**Seitentext**
+===+

Vieles haben wir erreicht, – Frauen sind inzwischen fast überall sichtbar und hörbar. Das Erscheinungsbild von Kirche hat sich verändert, ist farbenfroher geworden. Hier bei uns zumindest. Kirche ist nicht nur Männersache, auch Gesellschaft nicht, nicht mit Allmachtsphantasien und Ängsten zu leiten. Es geht nicht um das Ich will, sondern Lasst uns! Um gemeinsame Verantwortung und Zugewandtheit.
Maria und Mirjam haben mich immer wieder ermutigt, neue Formen des Miteinanders zu ermöglichen. Das ist auch heute noch erforderlich: eben mit Frauen der Basis und in leitenden Funktionen, mit Obdachlosen, mit sogenannten Anderslebenden, Andersglaubenden, Fremden und Gescheiterten. Deshalb: kein Rückzug, weder ins ganz Private, noch in Strukturfragen oder dgl., noch in Gleichgültigkeit und Isolation. Es gibt einfach keine Alternative. Nur gemeinsam können wir die kleine und große Welt zum Besseren verändern. Mit Gottes Hilfe.

+===+

**Datensatzauszüge**
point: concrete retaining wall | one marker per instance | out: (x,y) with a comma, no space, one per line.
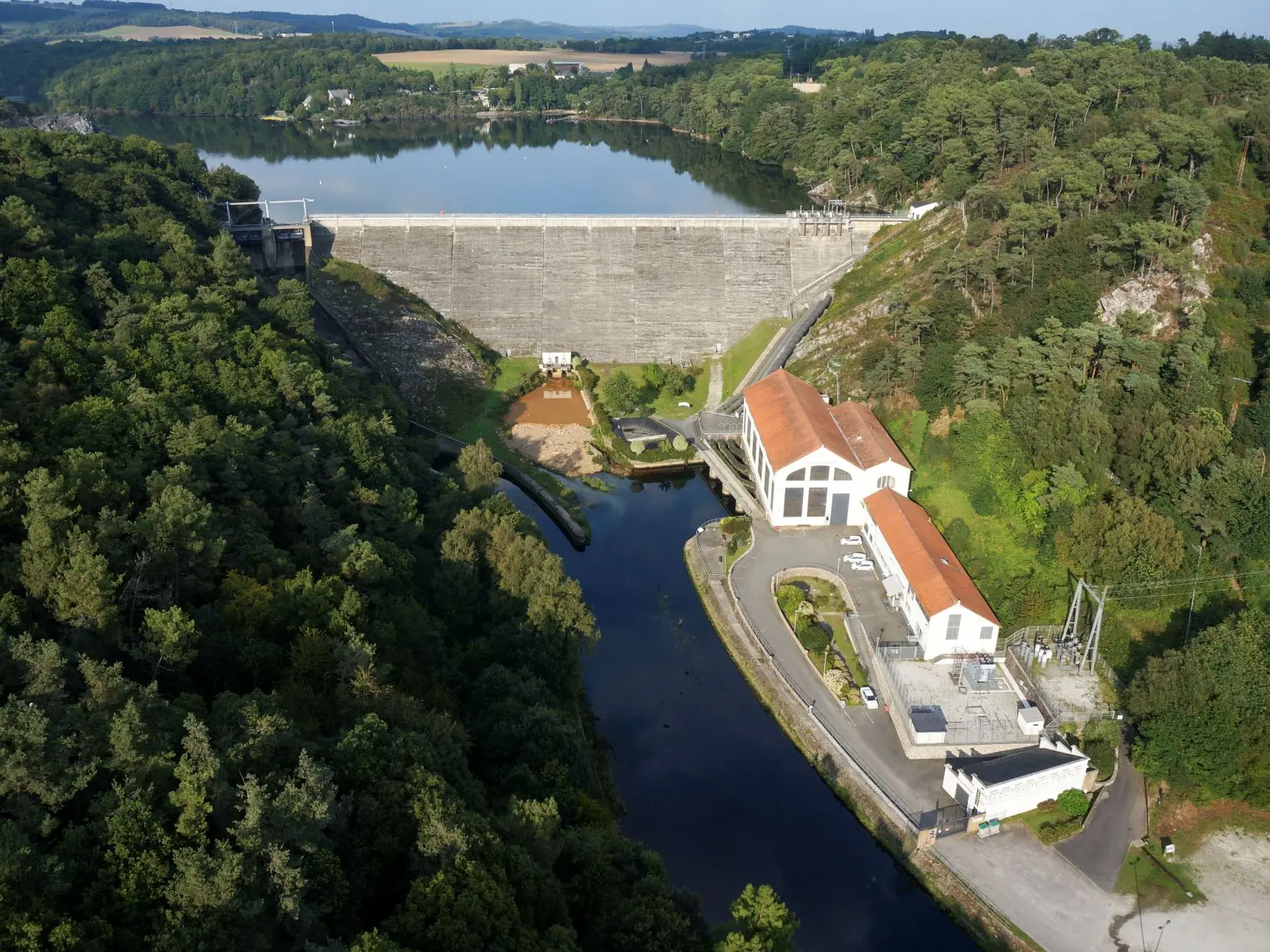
(611,288)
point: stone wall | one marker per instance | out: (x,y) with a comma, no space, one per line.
(611,288)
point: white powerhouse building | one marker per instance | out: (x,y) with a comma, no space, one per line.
(1014,783)
(815,465)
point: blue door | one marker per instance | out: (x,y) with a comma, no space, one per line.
(838,508)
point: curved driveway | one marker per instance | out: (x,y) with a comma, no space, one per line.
(867,735)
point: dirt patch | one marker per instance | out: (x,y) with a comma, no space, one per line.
(561,448)
(596,62)
(1175,815)
(557,402)
(1232,867)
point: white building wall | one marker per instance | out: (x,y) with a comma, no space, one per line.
(1018,796)
(933,632)
(772,484)
(973,632)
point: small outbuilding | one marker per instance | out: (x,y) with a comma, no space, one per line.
(1014,783)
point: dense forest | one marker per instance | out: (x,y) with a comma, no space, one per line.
(267,681)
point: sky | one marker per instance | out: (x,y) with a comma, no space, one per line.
(1160,19)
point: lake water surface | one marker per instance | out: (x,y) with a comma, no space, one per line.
(706,774)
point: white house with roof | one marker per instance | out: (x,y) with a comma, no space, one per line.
(1014,783)
(813,465)
(925,580)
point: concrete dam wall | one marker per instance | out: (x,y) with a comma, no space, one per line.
(610,288)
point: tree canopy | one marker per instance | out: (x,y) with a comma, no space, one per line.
(265,679)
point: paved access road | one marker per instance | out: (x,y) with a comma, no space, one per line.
(1041,892)
(1119,818)
(869,735)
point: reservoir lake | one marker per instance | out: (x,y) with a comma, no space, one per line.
(706,774)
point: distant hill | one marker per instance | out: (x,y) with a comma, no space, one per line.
(29,19)
(550,32)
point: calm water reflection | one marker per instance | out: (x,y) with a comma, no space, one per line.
(511,166)
(706,774)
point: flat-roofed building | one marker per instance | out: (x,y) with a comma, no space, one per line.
(1014,783)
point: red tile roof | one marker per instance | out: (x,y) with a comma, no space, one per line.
(867,435)
(933,573)
(793,419)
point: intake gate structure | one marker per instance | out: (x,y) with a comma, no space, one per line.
(611,288)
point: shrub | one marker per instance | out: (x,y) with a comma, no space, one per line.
(1074,803)
(1053,830)
(620,394)
(789,598)
(812,635)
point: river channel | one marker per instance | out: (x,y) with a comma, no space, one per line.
(708,777)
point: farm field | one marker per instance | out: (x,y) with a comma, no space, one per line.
(597,62)
(129,32)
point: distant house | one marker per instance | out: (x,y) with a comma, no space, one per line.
(1014,783)
(813,465)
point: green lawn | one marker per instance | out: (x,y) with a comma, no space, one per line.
(830,609)
(1049,826)
(741,356)
(664,404)
(1143,878)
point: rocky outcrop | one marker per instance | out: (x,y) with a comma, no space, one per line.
(1160,294)
(55,122)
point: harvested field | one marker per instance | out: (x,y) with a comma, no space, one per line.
(166,33)
(596,62)
(561,448)
(555,404)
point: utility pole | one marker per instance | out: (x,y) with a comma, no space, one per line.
(1235,404)
(1199,559)
(1071,629)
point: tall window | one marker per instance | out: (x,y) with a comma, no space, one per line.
(817,499)
(793,503)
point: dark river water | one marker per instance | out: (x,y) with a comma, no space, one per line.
(706,774)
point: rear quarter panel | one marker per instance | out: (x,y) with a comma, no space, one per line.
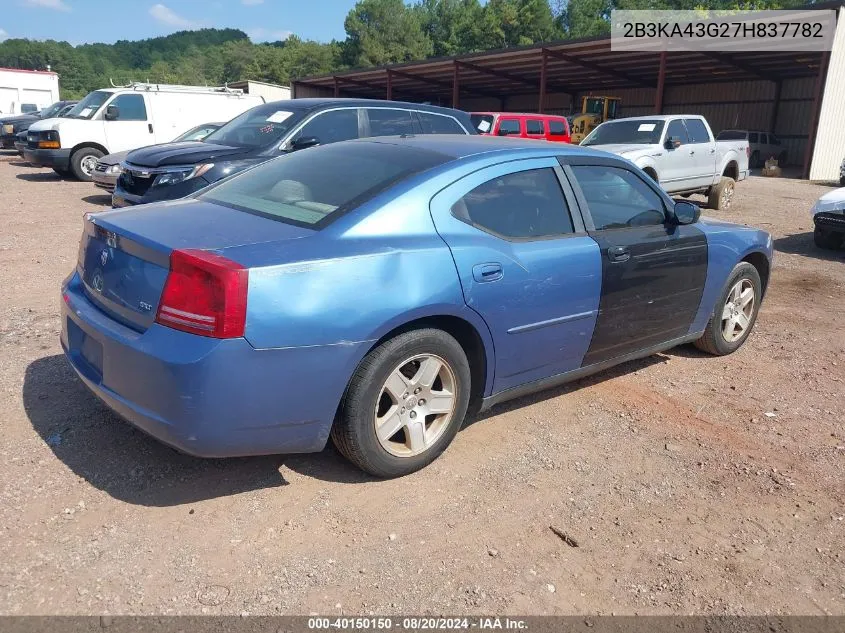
(727,245)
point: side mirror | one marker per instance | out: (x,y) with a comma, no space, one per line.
(303,142)
(686,212)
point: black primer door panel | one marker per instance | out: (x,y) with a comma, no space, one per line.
(652,281)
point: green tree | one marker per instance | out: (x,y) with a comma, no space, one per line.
(384,32)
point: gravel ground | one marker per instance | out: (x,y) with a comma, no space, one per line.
(685,483)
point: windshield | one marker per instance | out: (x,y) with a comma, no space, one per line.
(259,127)
(482,122)
(87,108)
(628,132)
(310,187)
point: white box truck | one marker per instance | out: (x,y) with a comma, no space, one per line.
(126,118)
(27,91)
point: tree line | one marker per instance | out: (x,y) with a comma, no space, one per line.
(377,32)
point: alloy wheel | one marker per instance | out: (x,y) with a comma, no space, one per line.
(415,405)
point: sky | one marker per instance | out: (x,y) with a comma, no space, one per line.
(86,21)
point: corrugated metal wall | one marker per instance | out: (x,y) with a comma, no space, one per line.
(830,140)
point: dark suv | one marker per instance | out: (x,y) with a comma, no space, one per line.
(175,170)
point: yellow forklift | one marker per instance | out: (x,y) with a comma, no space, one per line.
(594,111)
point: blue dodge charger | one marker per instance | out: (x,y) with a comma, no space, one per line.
(376,291)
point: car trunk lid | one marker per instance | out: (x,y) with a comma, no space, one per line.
(124,255)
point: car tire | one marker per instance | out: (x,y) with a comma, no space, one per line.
(725,333)
(720,195)
(386,390)
(82,162)
(829,240)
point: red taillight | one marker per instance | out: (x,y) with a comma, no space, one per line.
(204,294)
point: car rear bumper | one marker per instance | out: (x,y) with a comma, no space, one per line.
(55,158)
(830,221)
(205,397)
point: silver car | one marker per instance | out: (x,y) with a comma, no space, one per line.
(107,170)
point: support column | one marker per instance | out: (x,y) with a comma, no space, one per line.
(814,120)
(661,82)
(456,86)
(773,120)
(542,104)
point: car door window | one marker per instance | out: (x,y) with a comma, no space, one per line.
(618,198)
(534,126)
(439,124)
(523,205)
(508,127)
(557,128)
(130,108)
(677,130)
(387,122)
(332,127)
(697,131)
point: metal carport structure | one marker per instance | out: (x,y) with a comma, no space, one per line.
(779,92)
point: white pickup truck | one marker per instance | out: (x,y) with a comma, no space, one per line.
(679,152)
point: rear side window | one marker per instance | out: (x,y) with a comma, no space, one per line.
(618,198)
(508,127)
(482,122)
(332,126)
(385,122)
(533,126)
(131,108)
(557,128)
(438,124)
(313,187)
(677,130)
(697,131)
(523,205)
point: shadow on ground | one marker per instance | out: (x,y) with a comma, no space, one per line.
(129,465)
(41,176)
(802,244)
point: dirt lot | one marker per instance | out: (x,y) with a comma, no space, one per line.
(690,484)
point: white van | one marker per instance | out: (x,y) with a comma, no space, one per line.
(119,119)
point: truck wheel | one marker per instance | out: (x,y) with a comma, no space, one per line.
(828,239)
(721,195)
(404,404)
(83,161)
(735,312)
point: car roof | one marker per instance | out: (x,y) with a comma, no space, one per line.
(463,145)
(329,102)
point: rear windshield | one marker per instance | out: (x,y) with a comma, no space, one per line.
(312,187)
(482,122)
(732,135)
(259,127)
(631,131)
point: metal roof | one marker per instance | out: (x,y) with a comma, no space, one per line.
(572,66)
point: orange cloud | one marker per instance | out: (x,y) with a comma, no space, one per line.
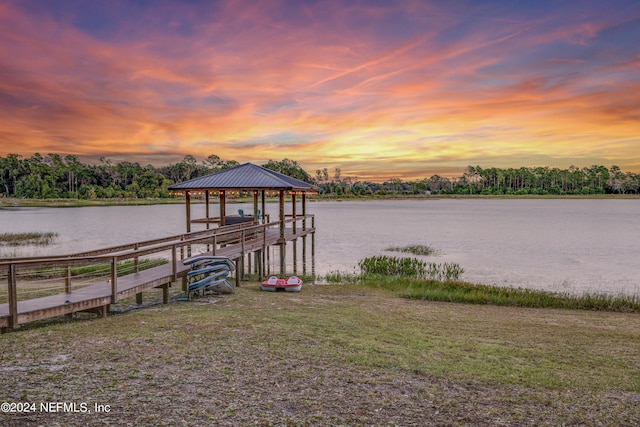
(408,89)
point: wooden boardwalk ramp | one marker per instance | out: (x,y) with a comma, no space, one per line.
(45,287)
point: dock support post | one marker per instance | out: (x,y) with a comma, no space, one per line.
(13,297)
(174,262)
(165,293)
(313,247)
(295,255)
(242,249)
(304,255)
(283,255)
(237,274)
(114,280)
(67,281)
(304,236)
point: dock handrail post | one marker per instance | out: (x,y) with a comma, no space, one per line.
(174,260)
(242,248)
(114,280)
(67,281)
(136,268)
(293,212)
(13,296)
(304,211)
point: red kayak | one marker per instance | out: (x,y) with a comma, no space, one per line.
(273,283)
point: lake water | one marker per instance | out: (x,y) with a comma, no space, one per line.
(553,244)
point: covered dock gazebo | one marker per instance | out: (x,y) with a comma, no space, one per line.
(252,180)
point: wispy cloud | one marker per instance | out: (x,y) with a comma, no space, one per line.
(409,88)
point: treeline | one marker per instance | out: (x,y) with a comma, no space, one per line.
(494,181)
(55,176)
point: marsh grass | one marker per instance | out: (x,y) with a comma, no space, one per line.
(50,281)
(469,293)
(27,238)
(424,250)
(409,267)
(257,358)
(416,279)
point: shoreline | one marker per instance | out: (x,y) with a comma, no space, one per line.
(11,202)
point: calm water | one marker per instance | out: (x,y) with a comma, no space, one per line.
(564,245)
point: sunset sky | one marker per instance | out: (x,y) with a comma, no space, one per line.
(381,89)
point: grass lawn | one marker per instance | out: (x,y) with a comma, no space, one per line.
(329,355)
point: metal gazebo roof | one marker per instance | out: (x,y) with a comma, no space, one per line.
(245,177)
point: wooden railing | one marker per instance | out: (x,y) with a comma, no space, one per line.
(173,249)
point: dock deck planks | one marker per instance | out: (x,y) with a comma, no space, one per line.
(98,296)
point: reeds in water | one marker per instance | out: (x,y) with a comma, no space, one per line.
(27,238)
(410,267)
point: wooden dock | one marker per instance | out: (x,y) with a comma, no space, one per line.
(233,241)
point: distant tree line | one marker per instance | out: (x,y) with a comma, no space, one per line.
(54,176)
(493,181)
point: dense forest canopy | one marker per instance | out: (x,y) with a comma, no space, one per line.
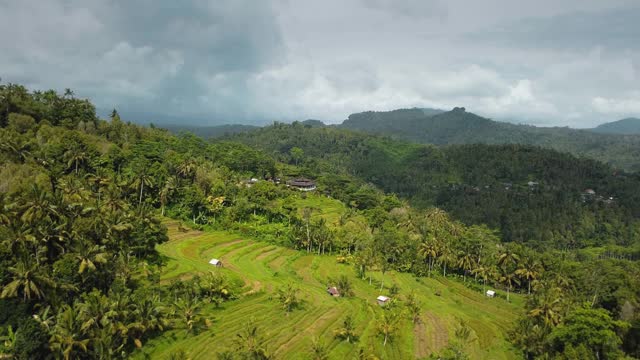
(462,127)
(83,200)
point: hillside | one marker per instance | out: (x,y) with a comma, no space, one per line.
(108,230)
(625,127)
(479,184)
(461,127)
(262,267)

+===+

**Zu erledigende Aufgaben**
A) Tippe aus dem Text über Frauen in der Kirche den Abschnitt ab, der mit den Worten „Maria und Mirjam“ beginnt und mit „Mit Gottes Hilfe.“ endet.
B) Zähle aus dem Text über Frauen in der Kirche alle Gruppen auf, mit denen laut Text auch heute neue Formen des Miteinanders erforderlich sind.
C) Führe den Text über Frauen in der Kirche im Anschluss an seinen letzten Satz weiter.

**Lösungen**
A)
Maria und Mirjam haben mich immer wieder ermutigt, neue Formen des Miteinanders zu ermöglichen. Das ist auch heute noch erforderlich: eben mit Frauen der Basis und in leitenden Funktionen, mit Obdachlosen, mit sogenannten Anderslebenden, Andersglaubenden, Fremden und Gescheiterten. Deshalb: kein Rückzug, weder ins ganz Private, noch in Strukturfragen oder dgl., noch in Gleichgültigkeit und Isolation. Es gibt einfach keine Alternative. Nur gemeinsam können wir die kleine und große Welt zum Besseren verändern. Mit Gottes Hilfe.

B)
- Frauen der Basis
- Frauen in leitenden Funktionen
- Obdachlose
- sogenannte Anderslebende
- Andersglaubende
- Fremde
- Gescheiterte

C)
Lasst uns singen – lasst uns gemeinsam Frauensolidarität einüben und durchhalten. Auch dann, wenn bittere Enttäuschungen eintreten. Auch das habe ich erlebt. Wir brauchen Mut, fromm und fröhlich und politisch wachsam unseren Weg zu gehen. Gemeinsam ist besser als einsam. Das gilt nicht nur für heute Abend.